**WHAT IS EXPECTED:**
Lay out the lines of the data below as a Markdown table with the columns Row and Line, starting at the line that contains "Task: identify the arched" and ending at the line that contains "<point>121,103</point>", with both of those lines included. Number the rows in the Row column, and leave out any blank lines.

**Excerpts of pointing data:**
*****

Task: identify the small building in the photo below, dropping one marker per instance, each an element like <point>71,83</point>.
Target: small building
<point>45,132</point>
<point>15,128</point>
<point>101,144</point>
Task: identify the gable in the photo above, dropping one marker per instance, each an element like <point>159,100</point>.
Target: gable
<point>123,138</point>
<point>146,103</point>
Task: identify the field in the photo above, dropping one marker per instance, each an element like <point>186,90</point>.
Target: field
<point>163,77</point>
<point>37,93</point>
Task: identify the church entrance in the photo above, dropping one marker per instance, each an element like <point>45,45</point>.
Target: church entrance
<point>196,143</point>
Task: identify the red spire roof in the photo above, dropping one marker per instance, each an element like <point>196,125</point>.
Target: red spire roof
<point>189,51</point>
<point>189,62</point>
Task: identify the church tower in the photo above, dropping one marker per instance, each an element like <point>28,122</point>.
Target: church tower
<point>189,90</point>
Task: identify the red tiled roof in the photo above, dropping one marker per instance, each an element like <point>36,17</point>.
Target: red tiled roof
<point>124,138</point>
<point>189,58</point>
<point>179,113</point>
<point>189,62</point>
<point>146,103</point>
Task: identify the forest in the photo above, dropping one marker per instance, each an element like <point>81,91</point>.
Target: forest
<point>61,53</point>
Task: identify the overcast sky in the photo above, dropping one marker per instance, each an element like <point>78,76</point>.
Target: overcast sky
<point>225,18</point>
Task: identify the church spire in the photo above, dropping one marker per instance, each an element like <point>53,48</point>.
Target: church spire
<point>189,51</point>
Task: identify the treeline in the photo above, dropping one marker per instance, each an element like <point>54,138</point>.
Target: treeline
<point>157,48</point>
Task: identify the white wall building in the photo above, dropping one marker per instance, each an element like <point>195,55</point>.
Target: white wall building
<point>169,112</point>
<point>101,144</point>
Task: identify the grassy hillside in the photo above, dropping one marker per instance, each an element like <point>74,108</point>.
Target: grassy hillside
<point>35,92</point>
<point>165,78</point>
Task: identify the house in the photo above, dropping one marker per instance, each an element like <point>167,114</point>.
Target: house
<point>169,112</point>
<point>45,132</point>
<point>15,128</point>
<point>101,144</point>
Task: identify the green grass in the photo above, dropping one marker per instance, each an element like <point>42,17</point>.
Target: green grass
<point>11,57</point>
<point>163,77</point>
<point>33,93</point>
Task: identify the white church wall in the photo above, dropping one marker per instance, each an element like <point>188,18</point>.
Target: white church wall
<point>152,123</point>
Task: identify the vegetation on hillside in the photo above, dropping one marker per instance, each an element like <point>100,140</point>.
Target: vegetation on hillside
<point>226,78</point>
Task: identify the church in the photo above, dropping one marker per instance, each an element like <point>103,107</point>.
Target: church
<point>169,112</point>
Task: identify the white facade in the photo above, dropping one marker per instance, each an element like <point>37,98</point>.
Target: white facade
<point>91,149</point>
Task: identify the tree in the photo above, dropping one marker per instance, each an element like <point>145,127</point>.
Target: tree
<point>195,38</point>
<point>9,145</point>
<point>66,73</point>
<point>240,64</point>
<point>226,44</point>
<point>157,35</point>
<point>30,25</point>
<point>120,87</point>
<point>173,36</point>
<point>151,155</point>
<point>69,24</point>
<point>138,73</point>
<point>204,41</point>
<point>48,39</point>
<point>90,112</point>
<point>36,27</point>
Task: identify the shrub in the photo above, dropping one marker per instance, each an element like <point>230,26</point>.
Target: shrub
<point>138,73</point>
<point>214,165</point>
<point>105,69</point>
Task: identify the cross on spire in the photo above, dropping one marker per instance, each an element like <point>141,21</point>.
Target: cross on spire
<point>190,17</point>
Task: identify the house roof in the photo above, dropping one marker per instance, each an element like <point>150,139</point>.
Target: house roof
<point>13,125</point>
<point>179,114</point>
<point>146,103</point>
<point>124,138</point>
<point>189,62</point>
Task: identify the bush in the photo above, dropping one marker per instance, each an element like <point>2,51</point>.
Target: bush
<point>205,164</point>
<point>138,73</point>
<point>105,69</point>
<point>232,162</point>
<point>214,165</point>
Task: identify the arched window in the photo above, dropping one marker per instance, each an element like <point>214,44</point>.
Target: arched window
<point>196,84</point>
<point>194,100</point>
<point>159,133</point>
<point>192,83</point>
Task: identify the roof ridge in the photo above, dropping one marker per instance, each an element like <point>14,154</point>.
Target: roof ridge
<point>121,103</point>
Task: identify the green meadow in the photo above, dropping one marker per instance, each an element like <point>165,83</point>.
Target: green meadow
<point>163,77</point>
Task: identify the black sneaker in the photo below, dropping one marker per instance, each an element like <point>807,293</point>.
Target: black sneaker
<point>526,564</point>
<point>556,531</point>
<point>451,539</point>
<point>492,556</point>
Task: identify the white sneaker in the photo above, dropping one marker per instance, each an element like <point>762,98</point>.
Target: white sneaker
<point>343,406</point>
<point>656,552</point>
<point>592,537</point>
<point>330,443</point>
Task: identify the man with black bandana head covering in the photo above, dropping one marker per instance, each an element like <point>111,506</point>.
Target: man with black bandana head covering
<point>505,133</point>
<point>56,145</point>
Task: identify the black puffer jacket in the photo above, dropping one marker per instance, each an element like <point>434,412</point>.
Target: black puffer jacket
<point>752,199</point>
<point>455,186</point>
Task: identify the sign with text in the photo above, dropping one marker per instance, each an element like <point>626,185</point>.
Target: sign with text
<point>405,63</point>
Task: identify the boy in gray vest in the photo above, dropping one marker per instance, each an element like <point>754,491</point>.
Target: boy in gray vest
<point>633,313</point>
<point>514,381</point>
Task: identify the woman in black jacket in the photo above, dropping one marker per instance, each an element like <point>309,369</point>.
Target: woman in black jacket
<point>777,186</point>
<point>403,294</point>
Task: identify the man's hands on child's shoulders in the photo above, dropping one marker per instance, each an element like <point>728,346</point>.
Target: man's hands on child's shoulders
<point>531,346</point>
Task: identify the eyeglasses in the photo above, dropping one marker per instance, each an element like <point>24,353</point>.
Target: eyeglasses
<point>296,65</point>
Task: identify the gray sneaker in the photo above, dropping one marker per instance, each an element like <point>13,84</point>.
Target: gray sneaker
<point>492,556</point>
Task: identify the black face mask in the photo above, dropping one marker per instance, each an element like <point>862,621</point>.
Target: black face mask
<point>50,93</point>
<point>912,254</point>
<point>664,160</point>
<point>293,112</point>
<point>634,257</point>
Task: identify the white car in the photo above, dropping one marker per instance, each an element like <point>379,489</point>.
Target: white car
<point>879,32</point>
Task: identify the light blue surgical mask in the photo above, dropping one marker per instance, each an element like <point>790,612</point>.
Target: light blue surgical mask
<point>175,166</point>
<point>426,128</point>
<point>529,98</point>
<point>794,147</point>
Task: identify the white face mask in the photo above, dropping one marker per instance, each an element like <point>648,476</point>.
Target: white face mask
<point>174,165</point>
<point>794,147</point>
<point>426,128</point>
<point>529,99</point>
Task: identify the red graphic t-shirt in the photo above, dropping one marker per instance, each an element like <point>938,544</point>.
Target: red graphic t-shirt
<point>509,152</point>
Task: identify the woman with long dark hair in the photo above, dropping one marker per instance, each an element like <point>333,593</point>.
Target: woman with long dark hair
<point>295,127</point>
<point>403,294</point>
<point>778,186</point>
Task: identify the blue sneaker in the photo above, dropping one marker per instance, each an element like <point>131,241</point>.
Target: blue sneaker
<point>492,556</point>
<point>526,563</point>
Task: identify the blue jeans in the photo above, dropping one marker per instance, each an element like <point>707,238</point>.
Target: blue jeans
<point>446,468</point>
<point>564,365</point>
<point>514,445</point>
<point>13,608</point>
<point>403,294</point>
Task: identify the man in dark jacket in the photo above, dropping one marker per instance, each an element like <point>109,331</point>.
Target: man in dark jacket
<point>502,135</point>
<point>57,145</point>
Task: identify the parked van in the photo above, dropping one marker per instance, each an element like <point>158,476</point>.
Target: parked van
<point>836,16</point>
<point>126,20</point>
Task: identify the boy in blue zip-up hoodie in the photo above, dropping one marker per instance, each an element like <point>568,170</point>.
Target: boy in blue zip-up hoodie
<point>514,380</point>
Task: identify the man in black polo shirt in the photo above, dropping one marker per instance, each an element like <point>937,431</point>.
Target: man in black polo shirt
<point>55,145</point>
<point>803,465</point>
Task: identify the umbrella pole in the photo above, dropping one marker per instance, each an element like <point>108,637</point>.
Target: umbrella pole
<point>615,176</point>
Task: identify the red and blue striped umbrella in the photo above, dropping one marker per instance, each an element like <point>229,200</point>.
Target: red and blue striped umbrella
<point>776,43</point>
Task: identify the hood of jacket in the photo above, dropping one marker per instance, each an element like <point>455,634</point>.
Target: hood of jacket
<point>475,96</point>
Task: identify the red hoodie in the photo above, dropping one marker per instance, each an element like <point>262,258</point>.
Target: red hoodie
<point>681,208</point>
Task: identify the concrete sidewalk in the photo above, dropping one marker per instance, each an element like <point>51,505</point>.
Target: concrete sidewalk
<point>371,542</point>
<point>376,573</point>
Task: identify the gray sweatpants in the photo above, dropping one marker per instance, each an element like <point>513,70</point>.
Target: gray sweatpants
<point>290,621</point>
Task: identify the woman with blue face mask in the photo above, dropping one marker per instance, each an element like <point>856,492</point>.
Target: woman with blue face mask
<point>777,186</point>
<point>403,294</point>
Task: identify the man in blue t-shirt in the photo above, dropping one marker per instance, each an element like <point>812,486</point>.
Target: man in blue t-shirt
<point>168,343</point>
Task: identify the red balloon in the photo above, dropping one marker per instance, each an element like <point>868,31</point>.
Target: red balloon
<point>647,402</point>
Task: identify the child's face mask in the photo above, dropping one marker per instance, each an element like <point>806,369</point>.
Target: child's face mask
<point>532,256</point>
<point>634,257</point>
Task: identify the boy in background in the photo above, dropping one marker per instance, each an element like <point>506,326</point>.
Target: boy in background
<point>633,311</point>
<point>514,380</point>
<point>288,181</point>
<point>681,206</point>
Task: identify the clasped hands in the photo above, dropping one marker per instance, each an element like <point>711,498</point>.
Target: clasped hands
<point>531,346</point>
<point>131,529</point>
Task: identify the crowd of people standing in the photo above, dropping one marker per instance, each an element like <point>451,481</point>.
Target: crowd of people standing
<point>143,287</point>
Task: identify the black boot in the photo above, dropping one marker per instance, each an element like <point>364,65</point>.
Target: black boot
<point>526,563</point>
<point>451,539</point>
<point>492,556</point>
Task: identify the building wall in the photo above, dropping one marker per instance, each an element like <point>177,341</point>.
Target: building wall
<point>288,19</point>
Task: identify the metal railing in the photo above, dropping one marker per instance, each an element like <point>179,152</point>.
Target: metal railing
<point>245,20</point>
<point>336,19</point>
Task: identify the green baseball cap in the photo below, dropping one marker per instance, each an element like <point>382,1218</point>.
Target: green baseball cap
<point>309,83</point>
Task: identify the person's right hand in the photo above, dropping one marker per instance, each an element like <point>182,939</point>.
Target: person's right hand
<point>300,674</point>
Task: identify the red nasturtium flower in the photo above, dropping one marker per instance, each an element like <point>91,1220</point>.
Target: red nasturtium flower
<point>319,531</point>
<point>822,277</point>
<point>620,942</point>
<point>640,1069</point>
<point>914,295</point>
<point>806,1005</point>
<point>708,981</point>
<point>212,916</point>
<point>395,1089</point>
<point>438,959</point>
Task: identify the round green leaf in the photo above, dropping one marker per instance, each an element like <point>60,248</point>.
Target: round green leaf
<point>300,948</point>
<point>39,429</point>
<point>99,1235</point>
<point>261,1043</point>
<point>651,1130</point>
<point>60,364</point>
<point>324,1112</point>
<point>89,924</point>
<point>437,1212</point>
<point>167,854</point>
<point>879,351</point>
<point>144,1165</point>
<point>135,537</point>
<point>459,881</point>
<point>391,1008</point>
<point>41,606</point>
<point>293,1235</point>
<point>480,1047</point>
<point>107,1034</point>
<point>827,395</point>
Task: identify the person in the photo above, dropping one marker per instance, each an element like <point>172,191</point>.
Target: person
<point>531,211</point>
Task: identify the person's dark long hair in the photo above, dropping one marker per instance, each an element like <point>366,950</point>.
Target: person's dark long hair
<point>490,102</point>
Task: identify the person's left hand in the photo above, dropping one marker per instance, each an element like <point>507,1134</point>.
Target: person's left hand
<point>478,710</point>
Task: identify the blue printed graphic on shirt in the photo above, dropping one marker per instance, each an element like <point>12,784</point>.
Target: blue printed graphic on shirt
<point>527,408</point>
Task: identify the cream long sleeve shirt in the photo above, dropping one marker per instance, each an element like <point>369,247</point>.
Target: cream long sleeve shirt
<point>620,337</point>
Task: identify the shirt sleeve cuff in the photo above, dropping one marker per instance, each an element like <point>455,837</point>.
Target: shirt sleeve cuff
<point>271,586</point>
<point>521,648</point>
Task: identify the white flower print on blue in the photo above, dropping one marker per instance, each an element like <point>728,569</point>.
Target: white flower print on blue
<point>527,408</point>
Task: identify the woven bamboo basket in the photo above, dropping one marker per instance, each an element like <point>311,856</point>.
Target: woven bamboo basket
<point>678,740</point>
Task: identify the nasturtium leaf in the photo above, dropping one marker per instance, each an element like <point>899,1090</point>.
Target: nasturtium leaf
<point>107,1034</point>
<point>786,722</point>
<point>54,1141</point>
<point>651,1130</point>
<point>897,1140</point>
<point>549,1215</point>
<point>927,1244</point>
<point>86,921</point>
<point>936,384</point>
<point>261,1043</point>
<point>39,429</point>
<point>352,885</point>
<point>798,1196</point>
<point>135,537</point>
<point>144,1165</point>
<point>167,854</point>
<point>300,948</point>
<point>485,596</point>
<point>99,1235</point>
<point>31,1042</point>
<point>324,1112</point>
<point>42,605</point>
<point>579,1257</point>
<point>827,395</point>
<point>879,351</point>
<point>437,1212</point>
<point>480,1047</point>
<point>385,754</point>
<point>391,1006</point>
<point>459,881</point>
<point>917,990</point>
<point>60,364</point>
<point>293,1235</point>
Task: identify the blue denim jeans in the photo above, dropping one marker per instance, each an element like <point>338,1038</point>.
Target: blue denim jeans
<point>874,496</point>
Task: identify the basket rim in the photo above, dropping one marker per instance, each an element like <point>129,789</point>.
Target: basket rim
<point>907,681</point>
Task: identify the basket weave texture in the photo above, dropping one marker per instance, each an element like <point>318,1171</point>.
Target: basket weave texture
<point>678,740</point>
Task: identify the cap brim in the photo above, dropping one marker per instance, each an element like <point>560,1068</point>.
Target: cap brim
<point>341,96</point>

*****

**SOLUTION TO THE PROBLEM:**
| Row | Line |
|---|---|
| 1 | Task: identify the arched window in the photo above, dropping one marker per instance, each an element like <point>214,44</point>. |
| 2 | Target: arched window |
| 3 | <point>196,84</point> |
| 4 | <point>194,100</point> |
| 5 | <point>159,133</point> |
| 6 | <point>192,83</point> |
| 7 | Task: identify the roof ridge in the photo above, dropping one marker per instance, each an element like <point>14,154</point>. |
| 8 | Target: roof ridge |
| 9 | <point>121,103</point> |